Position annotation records
____
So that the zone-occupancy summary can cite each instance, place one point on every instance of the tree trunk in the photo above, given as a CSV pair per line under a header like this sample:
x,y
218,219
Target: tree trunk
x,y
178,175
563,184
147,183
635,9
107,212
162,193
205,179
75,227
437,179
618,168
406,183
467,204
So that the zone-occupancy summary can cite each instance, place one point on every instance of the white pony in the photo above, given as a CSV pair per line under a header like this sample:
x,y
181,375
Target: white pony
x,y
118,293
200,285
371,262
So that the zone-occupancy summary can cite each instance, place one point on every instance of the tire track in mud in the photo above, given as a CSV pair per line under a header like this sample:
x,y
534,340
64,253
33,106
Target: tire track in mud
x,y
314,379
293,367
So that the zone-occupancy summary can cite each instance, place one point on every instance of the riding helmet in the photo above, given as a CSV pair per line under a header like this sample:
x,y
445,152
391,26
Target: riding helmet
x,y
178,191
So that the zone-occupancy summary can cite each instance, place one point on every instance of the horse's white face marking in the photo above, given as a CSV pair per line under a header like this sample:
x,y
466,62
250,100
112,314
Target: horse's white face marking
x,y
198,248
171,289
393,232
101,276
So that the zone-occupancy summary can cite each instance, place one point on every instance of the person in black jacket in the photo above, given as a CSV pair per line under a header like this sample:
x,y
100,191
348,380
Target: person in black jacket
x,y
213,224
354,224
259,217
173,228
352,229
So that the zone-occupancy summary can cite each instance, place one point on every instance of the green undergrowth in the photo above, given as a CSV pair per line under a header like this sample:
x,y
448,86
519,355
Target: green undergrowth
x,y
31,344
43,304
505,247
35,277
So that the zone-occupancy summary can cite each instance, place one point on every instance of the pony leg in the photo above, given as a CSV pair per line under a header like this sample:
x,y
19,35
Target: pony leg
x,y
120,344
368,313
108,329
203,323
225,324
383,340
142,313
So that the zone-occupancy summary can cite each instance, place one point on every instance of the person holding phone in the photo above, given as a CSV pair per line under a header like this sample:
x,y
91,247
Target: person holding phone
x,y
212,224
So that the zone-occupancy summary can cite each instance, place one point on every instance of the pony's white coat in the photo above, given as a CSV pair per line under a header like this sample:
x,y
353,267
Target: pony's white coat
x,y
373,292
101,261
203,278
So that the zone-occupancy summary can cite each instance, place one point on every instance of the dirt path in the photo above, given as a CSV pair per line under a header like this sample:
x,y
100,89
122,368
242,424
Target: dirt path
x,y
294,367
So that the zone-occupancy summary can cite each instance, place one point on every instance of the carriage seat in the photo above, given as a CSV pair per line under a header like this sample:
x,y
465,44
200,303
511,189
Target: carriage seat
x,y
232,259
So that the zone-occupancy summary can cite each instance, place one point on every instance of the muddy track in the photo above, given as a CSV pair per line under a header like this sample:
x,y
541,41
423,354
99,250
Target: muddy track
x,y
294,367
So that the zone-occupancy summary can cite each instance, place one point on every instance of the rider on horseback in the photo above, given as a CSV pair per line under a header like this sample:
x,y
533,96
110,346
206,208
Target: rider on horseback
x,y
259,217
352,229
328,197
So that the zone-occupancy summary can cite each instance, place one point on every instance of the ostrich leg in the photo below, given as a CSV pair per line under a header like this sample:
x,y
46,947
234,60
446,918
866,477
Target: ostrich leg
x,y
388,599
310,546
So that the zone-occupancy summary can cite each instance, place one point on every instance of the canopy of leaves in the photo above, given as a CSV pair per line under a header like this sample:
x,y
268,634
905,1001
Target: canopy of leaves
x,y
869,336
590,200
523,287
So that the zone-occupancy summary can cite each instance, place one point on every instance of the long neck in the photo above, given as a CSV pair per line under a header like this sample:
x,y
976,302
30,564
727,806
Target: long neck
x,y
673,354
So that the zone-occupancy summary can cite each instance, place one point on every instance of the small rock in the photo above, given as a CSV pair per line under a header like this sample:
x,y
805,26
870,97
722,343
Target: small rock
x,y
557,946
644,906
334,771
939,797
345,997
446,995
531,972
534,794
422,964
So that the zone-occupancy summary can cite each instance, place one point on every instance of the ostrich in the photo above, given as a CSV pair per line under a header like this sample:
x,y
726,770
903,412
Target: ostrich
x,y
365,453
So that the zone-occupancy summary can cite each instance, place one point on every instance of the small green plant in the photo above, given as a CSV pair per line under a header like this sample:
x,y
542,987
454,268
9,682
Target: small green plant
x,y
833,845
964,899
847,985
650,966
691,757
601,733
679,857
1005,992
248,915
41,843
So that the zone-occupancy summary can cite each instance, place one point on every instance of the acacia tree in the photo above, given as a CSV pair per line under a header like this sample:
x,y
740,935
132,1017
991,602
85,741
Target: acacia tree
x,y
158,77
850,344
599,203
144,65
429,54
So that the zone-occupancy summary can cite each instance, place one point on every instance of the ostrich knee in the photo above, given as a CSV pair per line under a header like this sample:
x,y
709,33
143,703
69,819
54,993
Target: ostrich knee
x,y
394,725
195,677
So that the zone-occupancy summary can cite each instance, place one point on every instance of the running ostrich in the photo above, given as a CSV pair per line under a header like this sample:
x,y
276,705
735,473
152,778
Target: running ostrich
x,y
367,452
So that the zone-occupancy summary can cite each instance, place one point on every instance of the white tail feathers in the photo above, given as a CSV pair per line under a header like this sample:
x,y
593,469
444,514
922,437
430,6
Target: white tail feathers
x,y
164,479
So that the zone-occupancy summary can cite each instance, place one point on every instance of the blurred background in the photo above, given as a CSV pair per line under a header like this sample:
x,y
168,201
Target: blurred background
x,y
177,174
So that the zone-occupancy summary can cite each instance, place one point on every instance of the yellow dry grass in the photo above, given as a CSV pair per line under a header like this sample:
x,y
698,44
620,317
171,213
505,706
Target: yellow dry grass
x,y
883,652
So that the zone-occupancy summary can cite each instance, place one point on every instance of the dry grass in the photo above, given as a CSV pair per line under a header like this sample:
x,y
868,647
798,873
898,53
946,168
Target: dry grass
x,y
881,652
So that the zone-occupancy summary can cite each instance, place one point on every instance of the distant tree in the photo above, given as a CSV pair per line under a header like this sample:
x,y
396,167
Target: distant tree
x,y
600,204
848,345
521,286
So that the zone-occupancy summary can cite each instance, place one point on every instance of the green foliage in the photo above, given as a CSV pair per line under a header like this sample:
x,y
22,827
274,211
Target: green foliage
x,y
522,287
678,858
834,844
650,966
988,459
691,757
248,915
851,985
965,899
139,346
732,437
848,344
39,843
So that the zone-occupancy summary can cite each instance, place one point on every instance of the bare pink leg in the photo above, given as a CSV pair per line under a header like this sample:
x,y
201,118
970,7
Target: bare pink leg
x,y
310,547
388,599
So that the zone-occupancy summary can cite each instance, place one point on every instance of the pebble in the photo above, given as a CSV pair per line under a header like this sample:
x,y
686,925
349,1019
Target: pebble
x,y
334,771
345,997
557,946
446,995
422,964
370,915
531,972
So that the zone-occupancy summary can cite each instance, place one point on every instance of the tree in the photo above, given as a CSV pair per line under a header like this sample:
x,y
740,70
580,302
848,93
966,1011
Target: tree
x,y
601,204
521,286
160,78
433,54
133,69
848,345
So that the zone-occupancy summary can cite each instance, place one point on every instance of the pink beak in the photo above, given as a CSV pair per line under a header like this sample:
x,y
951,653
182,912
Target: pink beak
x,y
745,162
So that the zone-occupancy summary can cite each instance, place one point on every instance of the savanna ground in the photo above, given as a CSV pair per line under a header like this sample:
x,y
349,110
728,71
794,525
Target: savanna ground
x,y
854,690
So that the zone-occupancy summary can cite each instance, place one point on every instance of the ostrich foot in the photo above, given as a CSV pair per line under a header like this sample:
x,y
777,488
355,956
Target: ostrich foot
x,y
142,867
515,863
____
WRITTEN INSTRUCTION:
Each record above should be output again exactly.

SOLUTION BELOW:
So that the zone-occupancy summary can cite each instance, place one point on every instance of the tree trunk in the photo above, given as a CSV pair per line under a header like this sample:
x,y
218,219
Target: tree trunk
x,y
178,175
563,184
147,183
635,9
107,212
162,193
205,179
75,227
437,179
618,168
406,183
467,204
So that the zone-occupancy summary can cite each instance, place one point on every instance of the white pony in the photo above, given as a CSV pair per line under a header like this sample:
x,y
181,375
Target: white pony
x,y
118,293
200,285
371,262
So that the zone-occupancy summary can cite each instance, place one point on every instance of the tire track in mud in the photo above, given as a CSV pair per line under a header like this sample:
x,y
534,340
64,253
33,106
Target: tire track in mud
x,y
314,379
293,367
So that the zone-occupancy summary can cite each instance, place one point on every instance of the riding helmet in the photo above, given as a CSV pair per line under a header like this sample:
x,y
445,152
391,26
Target: riding helmet
x,y
178,191
So that the zone-occupancy summary can cite each instance, place one point on every instance of the horse's white face marking in the photo above, given as a CSV pair per line under a header like this sample:
x,y
466,62
250,100
112,314
Target: horse's white face marking
x,y
198,248
171,289
393,232
101,276
So that the zone-occupancy summary can cite each instance, place one point on every instance of the person in black jacket in the photo above, given as a CSV pair per line under a header like this sample:
x,y
100,191
348,380
Target: person in black jacket
x,y
213,224
354,224
259,217
173,228
352,229
So that the zone-occupancy summary can cite each instance, place one point on every instance of the green undergrowth in the photo above, given as a CSV pair per line under a header like this sample:
x,y
448,86
519,355
Target: green undergrowth
x,y
31,344
43,304
505,247
35,277
So that the zone-occupancy summary can cite each instance, place one point on every instance of the pony leg in the photo above, given as a CSV pair per line under a header like this sample:
x,y
19,35
Target: pony leg
x,y
120,344
368,313
108,329
203,323
225,324
383,340
142,313
So that the zone-occupancy summary can cite each instance, place one point on every instance of the person holding phone in the photo above, given as a CSV pair per line under a header like this sample:
x,y
91,247
Target: person holding phone
x,y
212,224
So that the zone-occupancy summary can cite each instance, place one point on every instance of the pony's white coat in the photo above, given as a CSV pair per line under a header like this sample:
x,y
353,267
Target: pony's white coat
x,y
373,292
101,261
203,278
So that the zone-occupancy summary can cite each instance, place one point on every instance of the dirt path in the photo above, given as a CSV pair per line under a header like this sample:
x,y
100,89
122,368
242,424
Target: dirt path
x,y
294,367
So that the zone-occupancy summary can cite each instance, place one point on every instance of the carriage seat in the photo above, given as a CSV pair per line under a header like this sample:
x,y
465,44
200,303
511,189
Target: carriage seat
x,y
232,259
So that the zone-occupancy summary can cite each instance, place one point on every instance of the muddy track in the photo above, given as a CSV pair per line under a header like this sample:
x,y
541,41
423,354
99,250
Target: muddy track
x,y
294,367
So that the zone-occupancy summary can cite each instance, place one point on every instance of the rider on horseback in the photo above, given as a CSV pair per line under a header like this sample:
x,y
533,96
110,346
206,208
Target: rider on horseback
x,y
259,217
352,229
328,197
So that the zone-occupancy summary can cite each instance, place one point on every instance of the ostrich leg in the photo below, given as a CSV pair per line under a header like this sample:
x,y
46,947
234,60
446,918
866,477
Target: ostrich leg
x,y
388,599
310,546
So that the zone-occupancy summary can cite each instance, place one point on every instance of the canopy of leaves in the photo above, given as a CSV pair per line under a header like this sample:
x,y
268,634
905,1001
Target: canopy of leaves
x,y
869,336
590,200
523,287
So that the zone-occupancy summary can cite each instance, place one point on every instance of the long neck in the photo above, given as a CSV pair per line under a header like this sample:
x,y
976,302
30,564
727,806
Target: long neck
x,y
673,354
So that the zone-occupancy summary can cite each instance, place one point on every instance of the small rock in the photo above, given as a CSV pair per line under a header like this sample:
x,y
805,26
870,97
722,343
Target: small rock
x,y
557,946
644,906
334,771
939,797
345,997
446,995
531,972
534,794
422,964
So that the zone-occupancy summary can cite each instance, place one point on every instance of the ostrich in the photo above, given as a CSV pair per line under a header like this sample:
x,y
726,770
903,412
Target: ostrich
x,y
365,453
So that the zone-occupancy summary can cite each instance, place one point on every instance of the small green plant in the photo above, given as a CSV pair per line under a header like this sample:
x,y
542,987
454,268
9,682
Target: small green plant
x,y
833,845
964,899
847,985
650,966
691,757
601,733
679,857
1005,992
248,915
41,843
So that the zone-occupancy summary can cite each instance, place one point on every instance of the acacia tree in the photo above, given as a CSV pair per line under a header like this sample:
x,y
740,935
132,1017
991,602
85,741
Target: acacia tree
x,y
158,77
850,344
599,203
144,65
429,54
So that the zone-occupancy summary can cite each instance, place one point on every instance of the ostrich knee in the photo above, given as a CSV pair per line under a header like this sample:
x,y
709,33
143,703
69,819
54,993
Target: ostrich knee
x,y
394,725
195,677
So that the zone-occupancy summary can cite each instance, place one point on every instance of the running ostrich in the photo above, given as a CSV pair per line under a header like this sample:
x,y
276,705
735,473
152,778
Target: running ostrich
x,y
367,452
So that the zone-occupancy summary can cite each instance, place one point on every instance of the white tail feathers in the photo above, given as a CSV pair per line under a header like this sample:
x,y
593,469
444,514
922,437
430,6
Target: white tail feathers
x,y
164,479
So that the zone-occupancy summary can cite each instance, place one point on every instance of the blurred background in the photo above, given as a CSV pair per line under a header like this sample:
x,y
168,201
Target: blurred background
x,y
177,174
So that the zone-occupancy summary can cite each instance, place one point on every instance of the yellow dry grass in the photo above, given as a CSV pair per line under a header like this sample:
x,y
698,44
620,317
171,213
505,706
Target: yellow dry grass
x,y
883,652
So that the zone-occupancy summary can cite each instance, place one point on every instance of the dry grass in the photo above, given as a CSV pair per line under a header like this sample:
x,y
868,647
798,873
898,53
946,168
Target: dry grass
x,y
881,652
So that the zone-occupancy summary can cite each instance, place one point on every instance of the distant tree in the photo above, given as a CSV pair per line under a header like this sample:
x,y
396,167
Target: distant tree
x,y
600,204
848,345
521,286
So that the zone-occupancy summary can cite each instance, place one point on every instance of the green foliage in the photo above, given as a CSV pair per line under a header like this sample:
x,y
22,827
274,211
Target: green foliage
x,y
522,287
678,858
834,844
650,966
988,459
691,757
248,915
851,985
965,899
139,346
732,437
848,344
39,843
So that the zone-occupancy summary can cite each instance, place one point on every instance of the bare pink leg in the photo above, given as a CSV pair per line under a header like this sample:
x,y
201,118
970,7
Target: bare pink leg
x,y
310,547
388,599
So that the zone-occupancy summary can cite each instance, place one point on every instance of the pebble in the photo above, given as a CSV pair per line under a header like this sample:
x,y
686,925
349,1019
Target: pebble
x,y
334,771
345,997
557,946
446,995
422,964
370,915
531,972
So that the zone-occupancy summary can cite each instance, place one point on every instance of the tree in the photo above, given as a CSV pair per line under a header like this sample:
x,y
740,70
580,302
848,93
966,1011
Target: tree
x,y
601,204
521,286
160,78
433,54
133,69
848,345
So that the zone-occupancy summary can cite each instance, place one point on every instance of the pink beak in the photo above, given as a CSV pair per line under a header like this sample:
x,y
951,653
182,912
Target: pink beak
x,y
745,162
So that the zone-occupancy summary can cite each instance, place one point on every instance of the savanna ground in the photo above, given as a CSV pair per line under a header like this sample:
x,y
349,110
728,71
794,525
Target: savanna ground
x,y
854,690
So that the zone-occupancy summary can cite each instance, place one point on every instance of the ostrich foot in the photo above, given as a CSV pair per line under a header like this sample:
x,y
777,488
355,956
Target: ostrich foot
x,y
142,867
515,863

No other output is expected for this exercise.